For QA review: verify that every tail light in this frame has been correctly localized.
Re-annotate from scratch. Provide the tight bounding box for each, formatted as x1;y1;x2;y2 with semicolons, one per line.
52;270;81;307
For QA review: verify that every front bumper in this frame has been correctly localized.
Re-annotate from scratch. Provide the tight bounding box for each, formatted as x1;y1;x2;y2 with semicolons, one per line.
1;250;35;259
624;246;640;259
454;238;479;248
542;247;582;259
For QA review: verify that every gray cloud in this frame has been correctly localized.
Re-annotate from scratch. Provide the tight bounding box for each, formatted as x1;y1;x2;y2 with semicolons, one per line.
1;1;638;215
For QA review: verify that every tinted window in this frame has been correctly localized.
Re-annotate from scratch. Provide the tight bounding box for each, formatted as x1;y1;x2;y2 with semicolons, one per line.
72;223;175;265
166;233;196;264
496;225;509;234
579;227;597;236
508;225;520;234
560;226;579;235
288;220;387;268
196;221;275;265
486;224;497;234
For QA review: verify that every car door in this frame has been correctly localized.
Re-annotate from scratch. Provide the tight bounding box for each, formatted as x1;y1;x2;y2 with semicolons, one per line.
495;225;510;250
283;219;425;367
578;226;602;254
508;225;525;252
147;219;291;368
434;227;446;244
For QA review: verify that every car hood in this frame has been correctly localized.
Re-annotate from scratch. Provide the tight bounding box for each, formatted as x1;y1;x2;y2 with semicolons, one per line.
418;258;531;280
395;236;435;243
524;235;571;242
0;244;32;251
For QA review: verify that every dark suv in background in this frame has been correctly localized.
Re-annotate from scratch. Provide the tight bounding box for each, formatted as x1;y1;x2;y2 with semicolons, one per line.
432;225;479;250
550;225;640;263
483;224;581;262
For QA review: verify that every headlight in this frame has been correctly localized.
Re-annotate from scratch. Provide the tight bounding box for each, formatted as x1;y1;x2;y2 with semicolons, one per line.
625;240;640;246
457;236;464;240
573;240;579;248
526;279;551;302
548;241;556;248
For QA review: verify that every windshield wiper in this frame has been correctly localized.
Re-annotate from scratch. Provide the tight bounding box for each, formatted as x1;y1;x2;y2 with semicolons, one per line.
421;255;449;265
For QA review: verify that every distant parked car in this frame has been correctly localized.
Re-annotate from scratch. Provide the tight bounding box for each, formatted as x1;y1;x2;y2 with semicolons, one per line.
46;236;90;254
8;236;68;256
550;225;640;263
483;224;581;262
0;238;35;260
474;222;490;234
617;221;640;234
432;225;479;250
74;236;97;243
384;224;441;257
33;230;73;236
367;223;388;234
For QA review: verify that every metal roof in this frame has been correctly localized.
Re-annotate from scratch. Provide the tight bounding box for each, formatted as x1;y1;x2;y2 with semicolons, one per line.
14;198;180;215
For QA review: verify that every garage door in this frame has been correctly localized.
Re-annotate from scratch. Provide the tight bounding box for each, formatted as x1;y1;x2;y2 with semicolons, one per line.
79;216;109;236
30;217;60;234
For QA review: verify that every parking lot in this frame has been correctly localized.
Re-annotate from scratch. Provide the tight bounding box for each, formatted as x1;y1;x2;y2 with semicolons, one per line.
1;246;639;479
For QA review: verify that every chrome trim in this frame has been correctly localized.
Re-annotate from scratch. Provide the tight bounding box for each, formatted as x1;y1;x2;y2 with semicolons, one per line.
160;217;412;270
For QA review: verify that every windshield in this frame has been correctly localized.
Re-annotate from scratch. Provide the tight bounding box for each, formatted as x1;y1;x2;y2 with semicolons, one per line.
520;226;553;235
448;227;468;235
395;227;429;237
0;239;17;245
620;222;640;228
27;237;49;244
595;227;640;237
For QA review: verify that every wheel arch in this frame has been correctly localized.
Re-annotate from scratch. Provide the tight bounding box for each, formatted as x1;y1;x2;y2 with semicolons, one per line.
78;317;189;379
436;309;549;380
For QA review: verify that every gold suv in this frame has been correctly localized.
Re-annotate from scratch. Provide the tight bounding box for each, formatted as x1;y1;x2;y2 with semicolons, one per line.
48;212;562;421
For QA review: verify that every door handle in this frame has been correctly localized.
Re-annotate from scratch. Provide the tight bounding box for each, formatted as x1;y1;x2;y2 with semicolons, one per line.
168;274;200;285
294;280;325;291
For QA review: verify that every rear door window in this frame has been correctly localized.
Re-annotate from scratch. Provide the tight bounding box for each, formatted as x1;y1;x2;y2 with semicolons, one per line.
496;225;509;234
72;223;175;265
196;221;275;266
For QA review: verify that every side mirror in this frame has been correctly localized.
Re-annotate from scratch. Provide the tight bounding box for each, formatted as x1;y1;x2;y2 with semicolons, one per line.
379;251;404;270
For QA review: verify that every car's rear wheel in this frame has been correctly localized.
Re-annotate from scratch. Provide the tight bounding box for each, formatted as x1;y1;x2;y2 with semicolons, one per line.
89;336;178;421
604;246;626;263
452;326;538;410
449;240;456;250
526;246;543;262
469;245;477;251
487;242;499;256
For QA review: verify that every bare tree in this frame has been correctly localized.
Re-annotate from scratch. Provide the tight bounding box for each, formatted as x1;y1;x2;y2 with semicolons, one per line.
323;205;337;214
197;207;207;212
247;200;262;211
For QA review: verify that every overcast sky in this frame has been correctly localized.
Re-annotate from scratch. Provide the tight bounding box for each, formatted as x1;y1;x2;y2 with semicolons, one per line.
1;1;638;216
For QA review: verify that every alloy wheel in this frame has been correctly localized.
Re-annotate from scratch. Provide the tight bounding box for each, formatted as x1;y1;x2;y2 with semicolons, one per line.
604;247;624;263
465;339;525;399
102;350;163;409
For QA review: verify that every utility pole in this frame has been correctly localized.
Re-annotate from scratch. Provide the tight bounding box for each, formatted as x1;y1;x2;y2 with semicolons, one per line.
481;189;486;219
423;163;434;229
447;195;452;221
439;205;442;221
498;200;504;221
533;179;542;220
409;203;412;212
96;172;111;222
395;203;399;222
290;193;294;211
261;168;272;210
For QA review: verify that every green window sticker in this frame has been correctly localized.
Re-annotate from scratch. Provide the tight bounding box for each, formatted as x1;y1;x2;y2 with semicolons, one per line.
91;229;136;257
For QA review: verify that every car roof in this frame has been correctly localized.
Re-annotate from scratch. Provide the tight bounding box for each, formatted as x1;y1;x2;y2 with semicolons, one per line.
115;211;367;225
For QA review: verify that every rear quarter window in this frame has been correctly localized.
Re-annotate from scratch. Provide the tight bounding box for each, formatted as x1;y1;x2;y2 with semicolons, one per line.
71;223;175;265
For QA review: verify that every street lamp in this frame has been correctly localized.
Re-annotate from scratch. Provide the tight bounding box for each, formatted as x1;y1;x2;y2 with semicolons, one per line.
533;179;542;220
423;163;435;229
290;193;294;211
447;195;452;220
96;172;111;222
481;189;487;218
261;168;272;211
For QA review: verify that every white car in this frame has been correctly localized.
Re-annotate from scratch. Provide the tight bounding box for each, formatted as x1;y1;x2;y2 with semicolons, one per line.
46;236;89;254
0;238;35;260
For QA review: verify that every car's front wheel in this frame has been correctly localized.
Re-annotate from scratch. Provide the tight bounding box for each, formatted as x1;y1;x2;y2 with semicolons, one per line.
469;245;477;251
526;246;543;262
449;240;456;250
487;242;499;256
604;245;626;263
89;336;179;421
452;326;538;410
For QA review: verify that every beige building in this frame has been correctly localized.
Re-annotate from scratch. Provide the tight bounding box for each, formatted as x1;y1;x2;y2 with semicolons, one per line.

- - - - -

#### [Task details]
Once the line containing "For QA review: verify that every tinted" has been retyped, stop. Begin at the first line of the material and reproduce every line up to it exactly.

#### [Answer box]
For QA review: verify that every tail light in this frame has been correctly localized.
Re-annotate from scratch. Provide the tight bounding box for each, formatted as x1;y1;x2;y2 with semicolons, one per line.
52;270;81;307
For QA review: verify that every front bumper in this frame has been correctly localized.
Re-annotate from scratch. Provide the tight bounding box for each, formatted as x1;y1;x2;y2 with semicolons, one per line.
1;250;35;259
624;246;640;259
454;238;479;248
542;247;582;259
For QA review: verify that every gray cloud in this frame has been correctly localized.
Re-annotate from scratch. Provide the tight bounding box for each, formatted as x1;y1;x2;y2 with semicolons, one per line.
1;1;638;215
For QA review: verify that every tinted window in this frame has been correctly localized.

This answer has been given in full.